→ **Teks Bacaan**:
* * *

Hati-hati disini karena perubahan tempat kedudukan dan perubahan alamat lengkap Yayasan adalah perbuatan hukum yang berbeda.
Yang menjadi permasalahan hukum adalah penentuan waktu efektif berlakunya perubahan-perubahan tersebut.
Perubahan Anggaran Dasar yang membutuhkan persetujuan Menteri secara tegas ditetapkan berlaku sejak tanggal persetujuan Menteri ( pasal 17 PP ), dalam pasal 18 mengenai perubahan Anggaran Dasar Yayasan yang tidak memerlukan persetujuan Menteri tidak ditetapkan efektif
berlakunya, sebaliknya dalam pasal 19 ditetapkan perubahan data Yayasan efektif berlaku sejak tanggal perubahan tersebut dicatat dalam Data Yayasan. Nah ini masalah besar !!
Rupanya pembuat PP telah melakukan kekeliruan yang fatal, jika penetapan waktu efektifitas berlakunya perubahan Anggaran Dasar ditetapkan sejak pencatatan dalam Data Yayasan maka tidak ada masalah, namun ketentuan tentang efektifitas berlakunya perubahan data Yayasan ditetapkan berdasarkan tanggal pencatatan adalah bertentangan dengan pasal 33 jo pasal 45 (point 9 dan point 14 UU 28/2004 ), yang menentukan bahwa perubahan data tersebut wajib
disampaikan oleh Pengurus yang menggantikan Pengurus lama, padahal pasal 19 PP efektifitas penggantian tersebut (data perubahan) terhitung sejak dicatatkan dalam Data Yayasan, jadi bukan berlaku sejak ditutupnya Rapat Pembina yang merubah susunan Pengurus dan/atau Pengawas atau sejak ditutupnya Rapat pengurus yang menetapkan perubahan alamat Yayasan ( dalam 1 kelurahan ).
Ironis memang dimana PP diadakan dengan maksud untuk lebih menjamin kepastian hukum namun subtansinya justru menimbulkan ketidak-kepastian hukum. Langkah Yudicial Review sebaiknya perlu segera ditempuh oleh para praktisi hukum untuk meniadakan ketidak-pastian tersebut.

* * *

→ **Data Latihan**:
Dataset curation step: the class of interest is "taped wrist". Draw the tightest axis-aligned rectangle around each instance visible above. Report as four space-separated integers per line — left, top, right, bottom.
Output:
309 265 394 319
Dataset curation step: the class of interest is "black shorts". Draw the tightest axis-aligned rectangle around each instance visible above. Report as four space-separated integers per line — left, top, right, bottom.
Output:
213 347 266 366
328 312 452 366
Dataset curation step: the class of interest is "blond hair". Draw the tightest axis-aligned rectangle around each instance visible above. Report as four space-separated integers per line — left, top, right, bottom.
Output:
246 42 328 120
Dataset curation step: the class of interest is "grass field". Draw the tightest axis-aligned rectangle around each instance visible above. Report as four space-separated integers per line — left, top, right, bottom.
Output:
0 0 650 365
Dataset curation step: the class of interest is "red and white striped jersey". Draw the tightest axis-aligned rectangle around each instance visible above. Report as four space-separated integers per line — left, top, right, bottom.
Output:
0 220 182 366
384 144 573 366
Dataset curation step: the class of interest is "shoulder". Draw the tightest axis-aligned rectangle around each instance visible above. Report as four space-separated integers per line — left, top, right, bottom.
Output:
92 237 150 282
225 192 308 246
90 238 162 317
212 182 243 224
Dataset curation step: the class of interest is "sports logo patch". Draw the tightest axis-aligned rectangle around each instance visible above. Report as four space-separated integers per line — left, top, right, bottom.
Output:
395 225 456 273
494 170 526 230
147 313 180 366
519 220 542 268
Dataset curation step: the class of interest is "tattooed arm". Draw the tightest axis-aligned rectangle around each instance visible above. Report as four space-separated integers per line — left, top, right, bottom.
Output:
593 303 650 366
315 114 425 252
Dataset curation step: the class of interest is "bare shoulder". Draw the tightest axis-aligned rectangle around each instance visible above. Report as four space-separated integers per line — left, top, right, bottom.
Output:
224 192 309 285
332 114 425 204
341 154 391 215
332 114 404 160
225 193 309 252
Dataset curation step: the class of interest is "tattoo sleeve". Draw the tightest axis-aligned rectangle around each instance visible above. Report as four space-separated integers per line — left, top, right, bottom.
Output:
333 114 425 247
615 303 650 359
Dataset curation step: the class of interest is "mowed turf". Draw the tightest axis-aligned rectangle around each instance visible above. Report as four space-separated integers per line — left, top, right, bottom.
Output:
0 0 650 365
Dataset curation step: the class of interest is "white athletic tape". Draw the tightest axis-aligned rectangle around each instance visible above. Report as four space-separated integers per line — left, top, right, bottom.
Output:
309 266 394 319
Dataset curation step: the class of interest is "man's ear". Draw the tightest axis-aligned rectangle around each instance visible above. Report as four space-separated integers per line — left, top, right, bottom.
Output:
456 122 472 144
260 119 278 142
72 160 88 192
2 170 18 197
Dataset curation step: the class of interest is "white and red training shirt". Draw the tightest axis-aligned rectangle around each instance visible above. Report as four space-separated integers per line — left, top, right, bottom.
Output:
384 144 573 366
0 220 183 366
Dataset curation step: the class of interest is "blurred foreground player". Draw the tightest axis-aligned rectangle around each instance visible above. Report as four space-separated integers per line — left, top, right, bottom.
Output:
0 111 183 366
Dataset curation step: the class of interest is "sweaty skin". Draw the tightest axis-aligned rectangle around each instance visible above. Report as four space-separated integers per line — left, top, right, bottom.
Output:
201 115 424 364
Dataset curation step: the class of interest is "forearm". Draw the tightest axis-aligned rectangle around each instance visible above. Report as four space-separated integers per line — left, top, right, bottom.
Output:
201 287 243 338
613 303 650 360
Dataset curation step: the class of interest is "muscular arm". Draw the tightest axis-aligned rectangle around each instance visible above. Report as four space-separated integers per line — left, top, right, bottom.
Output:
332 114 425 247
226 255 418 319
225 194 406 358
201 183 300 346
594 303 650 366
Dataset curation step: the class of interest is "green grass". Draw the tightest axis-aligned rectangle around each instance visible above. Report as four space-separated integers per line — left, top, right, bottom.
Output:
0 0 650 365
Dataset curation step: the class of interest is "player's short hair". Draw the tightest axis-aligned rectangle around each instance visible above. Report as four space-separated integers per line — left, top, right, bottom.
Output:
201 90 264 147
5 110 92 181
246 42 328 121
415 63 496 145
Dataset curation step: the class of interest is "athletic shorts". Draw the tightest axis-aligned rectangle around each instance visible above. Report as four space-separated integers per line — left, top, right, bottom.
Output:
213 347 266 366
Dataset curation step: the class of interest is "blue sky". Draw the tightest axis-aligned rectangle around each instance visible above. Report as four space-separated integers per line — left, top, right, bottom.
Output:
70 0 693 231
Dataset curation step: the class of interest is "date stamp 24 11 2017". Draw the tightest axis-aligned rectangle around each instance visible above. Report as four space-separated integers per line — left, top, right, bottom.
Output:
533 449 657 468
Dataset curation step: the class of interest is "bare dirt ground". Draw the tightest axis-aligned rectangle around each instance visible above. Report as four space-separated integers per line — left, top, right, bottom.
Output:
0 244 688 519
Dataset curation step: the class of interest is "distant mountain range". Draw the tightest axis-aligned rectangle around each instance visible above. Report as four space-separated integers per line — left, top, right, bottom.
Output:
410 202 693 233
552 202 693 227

* * *

→ **Tugas Tertulis A**: Sebutkan jumlah baris data di atas yang memuat kata "taped". Jawab dengan angkanya saja.
→ **Tugas Tertulis B**: Lanjutkan teks tentang perubahan Anggaran Dasar Yayasan setelah kalimat terakhirnya.

→ **Hasil A**: 1

→ **Hasil B**:
Permasalahan hukum yang paling penting adalah keberadaan pasal 39 PP 63/2008 sebagai aturan yang memaksa apabila Yayasan yang diakui sebagai badan hukum namun tidak menyesuaikan Anggaran Dasarnya sesuai dengan UU 16/2001 jo UU 28/2004 sampai dengan selambat-lambatnya tanggal 6 Oktober 2008, maka Yayasan tersebut harus melikuidasi kekayaannya dan menyerahkan sisa hasil likuidasinya kepada Yayasan yang mempunyai kesamaan kegiatan dengan yayasan yang dibubarkan.
Padahal dalam pasal 71 ayat 4 UU 16/2001 jo point 20 UU 28/2004 yang disebut pula dalam pasal 39 PP hanya menegaskan bahwa terhadap yayasan tersebut disamping tidak dapat menggunakan kata Yayasan di depan namanya dan DAPAT dibubarkan berdasarkan putusan Pengadilan atas permohonan Kejaksaan atau pihak yang berkepentingan.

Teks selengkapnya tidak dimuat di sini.